# Ayuda con circuito de timbre



## urayoy15 (Mar 28, 2006)

Estoy cursando una materia que se llama electronica I, y me mandaron un proyecto final el cual vale 20 puntos; me mandaron a  hacer un timbre, yo ya conseguí un montaje en una revista de saber electronica, pero lo monte y no me funciona, quisiera que vieran el montaje y me dijeran que tiene de malo, o que me digan si puedo hacerlo de otra forma y con otros componentes; es decir necesito su apreciación del montaje.

les estimo en alto grado la ayuda que puedan prestarme

atentamente
luis yepez


----------



## EinSoldiatGott (Mar 28, 2006)

La primera parte del circuito es un oscilador de relajación, el diseño es correcto, en esa parte el problema podría estar en la configuración de las terminales del UJT. Si Tiene un led, conéctelo a la b1 de UJt sin lo demás, baja lo más que pueda la frecuencia de oscilación y si el led parpadea la parte del oscilador esta correcta.

DATOS PROPORCIONADOS -
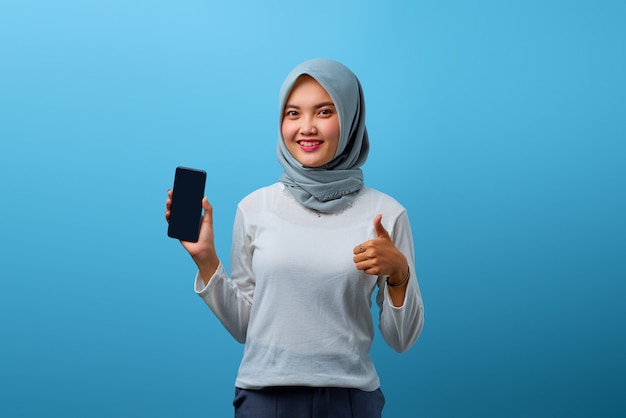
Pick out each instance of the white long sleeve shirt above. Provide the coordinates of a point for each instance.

TAREAS POR REALIZAR -
A. Transcriba del hilo sobre el circuito de timbre el tramo que va desde "La primera parte" hasta "oscilador esta correcta.", ambos incluidos.
B. En una a tres oraciones, explique qué prueba propone el hilo sobre el circuito de timbre para revisar el oscilador y qué resultado mostraría que esa parte está bien.
C. Prosiga el hilo sobre el circuito de timbre a partir del punto en que termina.

RESULTADOS OBTENIDOS -
A.
La primera parte del circuito es un oscilador de relajación, el diseño es correcto, en esa parte el problema podría estar en la configuración de las terminales del UJT. Si Tiene un led, conéctelo a la b1 de UJt sin lo demás, baja lo más que pueda la frecuencia de oscilación y si el led parpadea la parte del oscilador esta correcta.

B. Se propone conectar un led a la terminal b1 del UJT sin el resto del circuito y bajar lo más posible la frecuencia de oscilación. Si el led parpadea, la parte del oscilador está correcta.

C.
La segunda parte (lo de en medio), el primer capacitor C5 filtra la salida del UJT, no se describirlo bien pero esa parte no es más que el generador de las oscilaciones que reproducirían el sonido.

El BC548 solo lo usan como amplificador, podría ser que lo hubiera conectado con las patillas mal, no busque las patillas en el SG, mejor con un multímetro que tenga probador de transistores.

Y si no es eso lo único más que se me ocurre es la bocina, esta usando la que el diagrama sugiere?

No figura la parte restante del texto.